• Excerpt provided:

While AVG has made some important security improvements in its latest major release, including important protection against fake antivirus and ransomware, how the suite impacts your PC is the focus of AVG 2012. Available at no cost as AVG Anti-Virus Free 2012 (download), or as a paid upgrade to AVG Anti-Virus 2012 (download) or AVG Internet Security 2012 (download), AVG’s 2012 offerings hang their hats on major performance gains.
Specifically, the company says that it has reduced by 40 percent the size on your hard drive of the virus signature database. That database is a major component of how the program recognizes threats. AVG also stated that the number of running processes that run suite has been reduced from 16 to 11, that it uses 20 percent less memory overall than previous versions, and that it ought to impact your computer’s boot time less.
CNET Labs found that, on the whole, it is a faster program than last year’s. However, we can’t directly compare this year’s results to last year’s because we upgraded our testing computer from Windows 7 x64 to Windows 7 x64 with Service Pack 1. We can report that AVG’s boot time impact was slower than average, ranging from 2 seconds slower than the average suite from AVG Free to 18 seconds slower than average for AVG Anti-Virus. AVG Internet Security was a few seconds slower than AVG Free. Shutdown impact continued to be minimal. Security scan times were the third-fastest suite we’ve seen so far year, though not as good as last year’s tied-for-fastest numbers. The impact of the suites on the computer while in use were very similar to last year’s–in general, slightly better than average, but not stellar. (See the AVG Free review for a full accounting of the suites’ performance.)
AVG Free’s slightly tweaked interface for 2012.
(Credit: Screenshot by Seth Rosenblatt/CNET)

• Work task A:
In the AVG 2012 article, rewrite the passage from "While AVG has" up to and including "major performance gains.", changing "performance gains" to "speed improvements".
• Work task B:
Write the next part of the AVG 2012 review, picking up after its final line.
None of the stored data entries are needed here.

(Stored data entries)

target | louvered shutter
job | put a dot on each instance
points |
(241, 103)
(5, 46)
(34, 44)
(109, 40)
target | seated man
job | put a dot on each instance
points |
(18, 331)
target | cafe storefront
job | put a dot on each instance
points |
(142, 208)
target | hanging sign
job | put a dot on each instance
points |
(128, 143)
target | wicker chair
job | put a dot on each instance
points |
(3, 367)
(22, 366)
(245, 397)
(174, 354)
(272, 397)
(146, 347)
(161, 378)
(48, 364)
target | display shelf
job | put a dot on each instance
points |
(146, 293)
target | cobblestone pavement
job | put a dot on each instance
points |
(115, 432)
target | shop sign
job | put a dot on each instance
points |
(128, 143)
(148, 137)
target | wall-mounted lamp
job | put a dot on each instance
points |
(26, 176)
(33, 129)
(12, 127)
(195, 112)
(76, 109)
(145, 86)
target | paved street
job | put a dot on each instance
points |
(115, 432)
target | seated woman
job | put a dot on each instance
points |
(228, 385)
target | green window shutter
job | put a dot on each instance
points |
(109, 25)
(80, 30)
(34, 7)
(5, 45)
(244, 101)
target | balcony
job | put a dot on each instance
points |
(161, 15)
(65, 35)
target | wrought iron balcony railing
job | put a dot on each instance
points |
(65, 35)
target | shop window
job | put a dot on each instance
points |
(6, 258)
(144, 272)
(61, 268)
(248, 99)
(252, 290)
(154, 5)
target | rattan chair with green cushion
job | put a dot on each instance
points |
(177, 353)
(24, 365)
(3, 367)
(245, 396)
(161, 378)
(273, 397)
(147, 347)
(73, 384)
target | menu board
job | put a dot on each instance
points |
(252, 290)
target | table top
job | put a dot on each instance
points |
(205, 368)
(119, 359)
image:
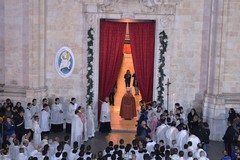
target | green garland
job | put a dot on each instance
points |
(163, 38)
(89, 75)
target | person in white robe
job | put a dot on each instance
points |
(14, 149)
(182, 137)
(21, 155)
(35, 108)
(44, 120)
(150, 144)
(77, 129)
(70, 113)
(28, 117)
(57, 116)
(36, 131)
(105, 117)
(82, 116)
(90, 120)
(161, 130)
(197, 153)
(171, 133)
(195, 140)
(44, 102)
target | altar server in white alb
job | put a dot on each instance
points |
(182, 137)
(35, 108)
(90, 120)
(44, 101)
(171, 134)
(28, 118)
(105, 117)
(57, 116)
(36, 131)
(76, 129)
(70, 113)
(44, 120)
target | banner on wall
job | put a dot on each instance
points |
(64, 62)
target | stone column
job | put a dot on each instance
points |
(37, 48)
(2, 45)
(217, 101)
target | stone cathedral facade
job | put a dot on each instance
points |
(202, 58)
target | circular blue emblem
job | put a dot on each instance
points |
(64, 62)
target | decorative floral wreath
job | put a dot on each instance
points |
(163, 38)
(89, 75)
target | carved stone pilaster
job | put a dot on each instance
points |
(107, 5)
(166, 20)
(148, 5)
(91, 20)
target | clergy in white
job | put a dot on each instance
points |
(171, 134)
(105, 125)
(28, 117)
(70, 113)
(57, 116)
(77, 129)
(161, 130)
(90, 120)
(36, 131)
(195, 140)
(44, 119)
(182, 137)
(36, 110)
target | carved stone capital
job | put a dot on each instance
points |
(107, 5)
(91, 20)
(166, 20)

• Response A:
While AVG has made some important security improvements in its latest major release, including important protection against fake antivirus and ransomware, how the suite impacts your PC is the focus of AVG 2012. Available at no cost as AVG Anti-Virus Free 2012 (download), or as a paid upgrade to AVG Anti-Virus 2012 (download) or AVG Internet Security 2012 (download), AVG’s 2012 offerings hang their hats on major speed improvements.

• Response B:
AVG does include a new monitoring tool that automatically warns you when Firefox, Chrome, or Internet Explorer consumes too much memory. Called AVG Advisor and in all of the AVG suites, it opens a small pop-up and asks you if you’d like to restart your browser. There’s no way to “force” it to activate, although if you open up a couple dozen tabs, wait a few minutes, and then open another dozen or so, it ought to kick in.
On the security front, AVG has been doing well, in general, in third-party efficacy tests. AV-Test.org found the suite to be strong on prevention and moderately so on removal. However, the suite has had problems with false positives. AV-Comparatives.org found that AVG’s improved month-over-month from January 2011 through June, the last month with published results, indicating an overall improvement.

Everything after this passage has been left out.